Given task: Reproduce the material in full, unchanged.

Dataset rows on where objects appear
▽

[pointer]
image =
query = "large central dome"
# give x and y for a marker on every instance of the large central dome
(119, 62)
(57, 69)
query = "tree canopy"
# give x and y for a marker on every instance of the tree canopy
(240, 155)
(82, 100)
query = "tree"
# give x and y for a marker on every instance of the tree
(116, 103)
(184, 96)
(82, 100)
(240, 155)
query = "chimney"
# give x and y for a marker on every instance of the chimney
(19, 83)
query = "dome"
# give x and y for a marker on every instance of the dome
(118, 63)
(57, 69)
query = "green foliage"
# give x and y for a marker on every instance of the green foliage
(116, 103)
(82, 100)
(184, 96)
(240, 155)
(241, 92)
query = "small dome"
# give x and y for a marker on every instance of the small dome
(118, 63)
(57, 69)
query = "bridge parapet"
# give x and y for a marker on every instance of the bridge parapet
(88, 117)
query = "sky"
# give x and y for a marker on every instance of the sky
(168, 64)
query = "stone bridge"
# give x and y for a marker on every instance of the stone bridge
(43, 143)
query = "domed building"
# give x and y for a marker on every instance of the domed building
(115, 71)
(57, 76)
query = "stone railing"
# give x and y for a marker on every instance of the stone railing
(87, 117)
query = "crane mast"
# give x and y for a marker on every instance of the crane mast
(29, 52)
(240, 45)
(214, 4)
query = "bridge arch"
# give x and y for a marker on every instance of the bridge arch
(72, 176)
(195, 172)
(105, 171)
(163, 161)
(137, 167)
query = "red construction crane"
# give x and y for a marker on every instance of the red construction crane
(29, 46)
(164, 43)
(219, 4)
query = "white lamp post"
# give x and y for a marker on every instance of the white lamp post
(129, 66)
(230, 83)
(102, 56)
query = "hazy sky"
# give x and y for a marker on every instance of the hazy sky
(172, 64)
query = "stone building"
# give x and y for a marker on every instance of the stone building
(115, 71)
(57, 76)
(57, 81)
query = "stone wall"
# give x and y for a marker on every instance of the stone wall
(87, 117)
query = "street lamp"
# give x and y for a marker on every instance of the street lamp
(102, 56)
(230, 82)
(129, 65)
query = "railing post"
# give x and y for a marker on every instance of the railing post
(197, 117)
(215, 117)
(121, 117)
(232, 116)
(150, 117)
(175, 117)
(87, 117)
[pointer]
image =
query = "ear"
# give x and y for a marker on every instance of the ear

△

Output below:
[pointer]
image =
query = "large central dome"
# give x and y for a marker on every instance of the large central dome
(119, 62)
(57, 69)
query = "tree canopy"
# give x and y for a marker on every instance of the tree canopy
(240, 155)
(82, 100)
query = "tree"
# give x and y for a marker on every instance of the tree
(116, 103)
(184, 96)
(82, 100)
(240, 155)
query = "chimney"
# give x and y for a marker on every instance of the chimney
(19, 83)
query = "dome"
# give x and y for a marker on every instance of the dome
(118, 63)
(57, 69)
query = "green foliage"
# give x and y for a marker on every instance of the green foliage
(116, 103)
(82, 100)
(184, 96)
(240, 155)
(241, 92)
query = "small dome"
# give x and y for a marker on every instance of the small dome
(118, 63)
(57, 69)
query = "bridge parapet"
# give x and y for a marker on every instance of the bridge parapet
(88, 117)
query = "sky"
# give x and y for a marker on every instance of the sky
(168, 64)
query = "stone bridge"
# give x and y for a marker on every instance of the stone bridge
(43, 143)
query = "domed building"
# give x and y for a marker on every instance of the domed building
(115, 71)
(57, 76)
query = "stone railing"
# give x and y for a marker on every instance of the stone railing
(87, 117)
query = "crane mast"
# give x and y for a marker on every instance of the crane mast
(29, 52)
(240, 45)
(214, 4)
query = "bridge arch"
# give x and y for a marker on every instance of the bridge arch
(72, 176)
(195, 172)
(105, 171)
(163, 161)
(137, 167)
query = "red construction crane"
# give x and y for a marker on every instance of the red construction crane
(29, 46)
(164, 43)
(219, 4)
query = "white lamp post"
# give x and y for a marker on every instance of the white lamp post
(129, 66)
(230, 83)
(102, 56)
query = "hazy sky"
# give x and y for a marker on every instance of the hazy sky
(172, 64)
query = "stone building"
# give x and y for a marker on every instance of the stone building
(115, 71)
(57, 76)
(57, 81)
query = "stone wall"
# give x and y for a marker on every instance of the stone wall
(87, 117)
query = "street lamp"
# give x and y for a marker on every instance of the street lamp
(102, 56)
(230, 82)
(129, 65)
query = "railing post"
# give x and y for a marker on every instance of the railing post
(197, 117)
(215, 117)
(121, 117)
(232, 116)
(150, 117)
(175, 117)
(87, 117)
[pointer]
image =
query = "ear"
# give x and y for a marker on every instance of the ear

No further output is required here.